TASK OBJECTIVE:
Return all entries verbatim; skip any pictures.

DATA FOR THIS TASK:
_ _ _ _ _

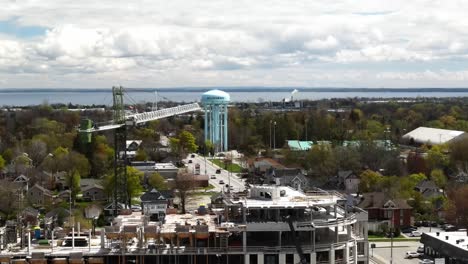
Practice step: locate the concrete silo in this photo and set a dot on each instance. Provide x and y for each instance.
(216, 124)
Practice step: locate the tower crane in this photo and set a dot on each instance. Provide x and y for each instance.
(119, 125)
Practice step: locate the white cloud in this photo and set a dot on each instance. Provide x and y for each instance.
(180, 43)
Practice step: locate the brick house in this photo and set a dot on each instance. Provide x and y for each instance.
(39, 195)
(382, 210)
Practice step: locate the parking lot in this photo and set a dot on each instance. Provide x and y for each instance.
(383, 251)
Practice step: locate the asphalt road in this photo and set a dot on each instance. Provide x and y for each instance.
(382, 252)
(232, 179)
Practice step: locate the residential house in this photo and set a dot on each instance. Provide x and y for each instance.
(154, 205)
(132, 147)
(94, 192)
(39, 195)
(346, 181)
(292, 177)
(93, 211)
(429, 189)
(383, 210)
(298, 145)
(30, 216)
(63, 196)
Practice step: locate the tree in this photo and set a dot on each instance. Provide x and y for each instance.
(439, 178)
(134, 188)
(102, 157)
(184, 184)
(9, 195)
(415, 163)
(141, 155)
(156, 181)
(457, 206)
(2, 163)
(183, 144)
(73, 181)
(370, 181)
(321, 160)
(436, 158)
(134, 178)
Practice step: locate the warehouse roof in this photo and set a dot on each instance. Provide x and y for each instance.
(434, 136)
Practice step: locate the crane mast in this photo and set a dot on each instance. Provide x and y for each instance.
(119, 125)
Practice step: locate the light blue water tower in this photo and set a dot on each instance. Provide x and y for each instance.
(216, 125)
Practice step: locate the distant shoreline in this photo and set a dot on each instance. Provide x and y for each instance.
(253, 89)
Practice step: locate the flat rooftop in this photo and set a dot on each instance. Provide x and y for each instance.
(271, 196)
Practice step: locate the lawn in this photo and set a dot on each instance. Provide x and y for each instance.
(231, 167)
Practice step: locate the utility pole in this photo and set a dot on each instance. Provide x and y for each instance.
(271, 121)
(274, 135)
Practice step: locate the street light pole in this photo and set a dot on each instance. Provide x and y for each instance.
(391, 236)
(270, 132)
(274, 135)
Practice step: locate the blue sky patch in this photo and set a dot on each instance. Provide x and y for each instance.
(11, 27)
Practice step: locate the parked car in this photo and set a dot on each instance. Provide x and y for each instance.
(412, 254)
(409, 229)
(426, 261)
(136, 208)
(420, 249)
(449, 228)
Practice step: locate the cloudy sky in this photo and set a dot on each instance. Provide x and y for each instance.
(177, 43)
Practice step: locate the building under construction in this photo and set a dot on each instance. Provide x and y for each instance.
(265, 225)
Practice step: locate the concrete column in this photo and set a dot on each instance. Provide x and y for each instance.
(346, 253)
(297, 259)
(244, 242)
(260, 259)
(365, 231)
(331, 255)
(279, 238)
(366, 249)
(29, 241)
(337, 235)
(102, 237)
(355, 252)
(282, 258)
(313, 258)
(206, 124)
(73, 237)
(226, 146)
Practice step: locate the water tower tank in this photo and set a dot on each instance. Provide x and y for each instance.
(215, 97)
(216, 125)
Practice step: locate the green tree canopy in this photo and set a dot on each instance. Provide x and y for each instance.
(183, 144)
(439, 178)
(157, 181)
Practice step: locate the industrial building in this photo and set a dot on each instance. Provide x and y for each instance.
(267, 224)
(432, 136)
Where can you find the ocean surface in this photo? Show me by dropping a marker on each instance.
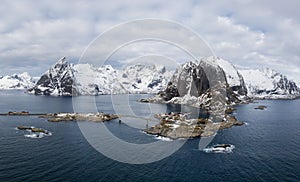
(267, 148)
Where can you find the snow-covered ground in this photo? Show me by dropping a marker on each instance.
(21, 81)
(269, 84)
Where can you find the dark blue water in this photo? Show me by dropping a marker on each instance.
(266, 149)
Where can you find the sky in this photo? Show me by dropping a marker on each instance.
(250, 34)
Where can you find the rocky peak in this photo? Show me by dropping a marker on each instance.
(58, 80)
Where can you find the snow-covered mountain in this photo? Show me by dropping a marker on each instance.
(234, 78)
(142, 78)
(21, 81)
(269, 84)
(64, 79)
(204, 84)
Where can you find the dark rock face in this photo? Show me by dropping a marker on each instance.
(170, 92)
(59, 80)
(289, 86)
(206, 80)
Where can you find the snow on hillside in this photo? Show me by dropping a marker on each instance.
(143, 78)
(64, 79)
(15, 81)
(269, 84)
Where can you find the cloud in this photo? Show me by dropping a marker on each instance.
(34, 34)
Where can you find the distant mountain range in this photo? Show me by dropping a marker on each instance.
(191, 79)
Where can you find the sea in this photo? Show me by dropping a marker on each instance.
(266, 148)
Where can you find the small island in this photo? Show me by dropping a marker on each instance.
(177, 125)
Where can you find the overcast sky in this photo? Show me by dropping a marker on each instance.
(250, 34)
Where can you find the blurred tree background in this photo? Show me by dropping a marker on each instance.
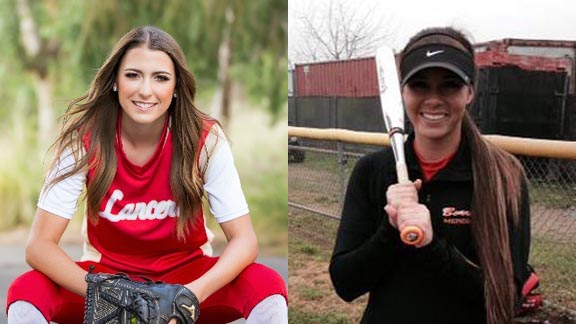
(51, 49)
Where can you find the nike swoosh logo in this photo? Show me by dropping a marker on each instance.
(428, 53)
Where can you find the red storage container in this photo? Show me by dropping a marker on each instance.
(349, 78)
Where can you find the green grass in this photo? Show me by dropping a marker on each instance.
(296, 316)
(553, 195)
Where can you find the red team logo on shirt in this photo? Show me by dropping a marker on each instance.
(139, 210)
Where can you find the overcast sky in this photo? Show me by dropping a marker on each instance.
(484, 19)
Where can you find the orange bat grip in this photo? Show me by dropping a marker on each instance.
(412, 235)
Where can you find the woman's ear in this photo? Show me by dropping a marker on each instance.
(471, 94)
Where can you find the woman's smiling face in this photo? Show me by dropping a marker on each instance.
(435, 100)
(146, 82)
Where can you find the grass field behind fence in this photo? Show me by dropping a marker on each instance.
(318, 184)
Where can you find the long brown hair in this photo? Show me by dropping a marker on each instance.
(497, 177)
(96, 113)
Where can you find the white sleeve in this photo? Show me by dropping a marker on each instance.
(62, 198)
(221, 180)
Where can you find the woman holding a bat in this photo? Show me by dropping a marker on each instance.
(468, 198)
(146, 156)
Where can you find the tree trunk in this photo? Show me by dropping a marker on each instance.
(36, 64)
(45, 111)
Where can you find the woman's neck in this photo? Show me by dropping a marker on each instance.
(141, 135)
(431, 150)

_ _ _ _ _

REPLY:
Practice step: locate the concrete silo in this photo and set a dot on each instance. Provide x and y for each instance.
(216, 124)
Practice step: locate the tower crane in this photo and set a dot on each instance. Provide x and y for each instance.
(119, 125)
Practice step: locate the white cloud in this photo and set a dot on each instance. Provide x and y for each instance.
(180, 43)
Practice step: locate the brick house in this photo and set a dot on each instance. Provide x and y for each instance.
(39, 195)
(382, 210)
Practice step: locate the parking lot in this photo and set a dot on each instance. Provide x and y for each instance.
(383, 251)
Practice step: locate the asphalt road in this photo and set a dot on each instance. Provide x and y for each instance.
(382, 252)
(232, 179)
Practice step: locate the residential house in this photo and set a dot on each instance. Provide x and y for each instance.
(154, 205)
(132, 147)
(94, 192)
(39, 195)
(346, 181)
(292, 177)
(93, 211)
(429, 189)
(383, 210)
(298, 145)
(30, 216)
(63, 196)
Practice step: locate the tree in this photo and set a dot on each instance. Provide x and y for each instance.
(439, 178)
(134, 188)
(102, 157)
(184, 184)
(9, 195)
(415, 163)
(141, 155)
(156, 181)
(457, 206)
(2, 163)
(183, 144)
(73, 181)
(370, 181)
(321, 160)
(436, 158)
(134, 178)
Practice step: locate the warehouse roof in this photo and set a dot on each instance. Provide x and y for each instance.
(434, 136)
Practice step: locate the crane mast in this photo and set a dot on each instance. Provide x and y for each instance.
(119, 125)
Practice step: locate the light blue water tower in this photo and set a dot on each instance. Provide x and y for each instance.
(216, 125)
Practice step: locate the distant shoreline in this photo and set a dot on each instance. Provide x and y for each instance.
(253, 89)
Practice step: locate the flat rooftop in this photo and set a dot on each instance. Provide x and y for each instance.
(271, 196)
Practice step: locate the lawn in this photo and set a dot on each instance. Provide x and y for each instance.
(231, 167)
Practice step: locate the utility pole in this photo and set a dot on each instance. Provide x and y for each instance.
(271, 121)
(274, 135)
Practice step: locate the street light pole in this photo and set a dot on each instance. Provide x and y for each instance.
(391, 236)
(270, 132)
(274, 135)
Practice step: locate the blue sky patch in this photo and set a dot on each instance. Provide x and y for each instance.
(11, 27)
Practice step: locate the parked car in this photo and set a dot on each instance. Provide x and y for each instance.
(412, 254)
(409, 229)
(426, 261)
(136, 208)
(420, 249)
(449, 228)
Practice step: locate the cloudy sky in this photo and set a dot on each instance. Provide x and y for each instance.
(177, 43)
Practice step: locate the building under construction in this photo and set a dot on each instance. Provide x and y for each instance.
(265, 225)
Practice step: locate the concrete column in this photo and set a dot on each instance. Provide x and y for each instance.
(346, 253)
(297, 259)
(244, 242)
(260, 259)
(365, 231)
(331, 255)
(279, 238)
(366, 249)
(29, 241)
(337, 235)
(102, 237)
(355, 252)
(282, 258)
(313, 258)
(206, 124)
(73, 237)
(226, 146)
Practice step: locate the water tower tank in this photo and set a dot on each instance. Provide x and y for each instance.
(215, 97)
(216, 125)
Practice step: locate the green tree canopy in this photo and set a dot on each instance. Provide x and y for each instance.
(183, 144)
(439, 178)
(157, 181)
Practice step: locate the industrial building in this photo and set a dot on each instance. Provide x and y for each instance.
(267, 224)
(432, 136)
Where can you find the ocean surface in this photo? Show me by dropping a marker on each instance.
(267, 148)
Where can you find the snow-covered ground in this photo? Show me by dropping a marker on each instance.
(21, 81)
(269, 84)
Where can you find the dark blue water in this photo? Show me by dropping a marker on each instance.
(266, 149)
Where can you find the sky in this photo? Show me by dropping a marker on each instance.
(250, 34)
Where can you find the rocky peak in this photo? Show me by dropping a marker on each instance.
(58, 80)
Where can you find the snow-covered mountain in this photo? Show me by dropping a marker on each instance.
(234, 78)
(142, 78)
(21, 81)
(269, 84)
(64, 79)
(204, 84)
Where can you find the dark rock face in this photo? Show me by dropping a marker on each instance.
(170, 92)
(59, 80)
(289, 86)
(206, 80)
Where can you find the snow on hillside in this photo? Show me by dropping a marker on each instance.
(143, 78)
(64, 79)
(15, 81)
(269, 84)
Where can you find the cloud in this photo? Show me by dropping a marker on each instance.
(34, 34)
Where can you find the distant mountain range in this photo? Show me by dropping a marker on each instance.
(191, 79)
Where can you find the sea in this photo? Show me by dropping a marker on each instance.
(266, 148)
Where can you find the small island in this photo? Show me by dropping a marker on each instance.
(177, 125)
Where can you find the overcast sky in this photo? Show me by dropping a marker on each instance.
(250, 34)
Where can you find the blurred tree background in this photo? Show me by dropping a marker on each instance.
(51, 49)
Where can you find the nike swoosh logo in this photo? Show me by dropping a marker on each instance.
(428, 53)
Where can you find the red storage container in this photo? Show me by dropping a marker on each instance.
(349, 78)
Where can you find the green grass in this photo? Show me by dropping a marker on each instance.
(296, 316)
(553, 195)
Where can you find the red team logo on shirt in this photo? Show me by dropping a marker on each instance.
(139, 210)
Where can you find the overcast sky in this photo? Show me by dropping a marker on each instance.
(484, 19)
Where can you find the orange bat grip in this photo? Show me by dropping a marker on each instance.
(412, 235)
Where can you find the woman's ear in this photo? Show me by dropping a marker on each instance.
(471, 94)
Where can you find the woman's smiling face in this photo? Show me by dropping a marker on each instance.
(435, 100)
(146, 82)
Where can you find the grass field behind fence in this photo? Show me by dropping a marker on each instance.
(318, 184)
Where can you find the long brown hair in this photo? Show me by dropping a marker on each instance.
(497, 177)
(96, 113)
Where can you find the white sleeve in this photo? Show me by dropping a marker on each instance.
(62, 198)
(221, 180)
Where can you find the woman holding a bat in this photo? Show me by dropping a marker on each instance.
(468, 198)
(146, 156)
Where can you find the tree trunk in this photo? Show me by dropping a marker on each instance.
(36, 64)
(45, 111)
Where can you find the woman's neck in this photo? Show me by dropping a marker on each instance.
(141, 135)
(431, 150)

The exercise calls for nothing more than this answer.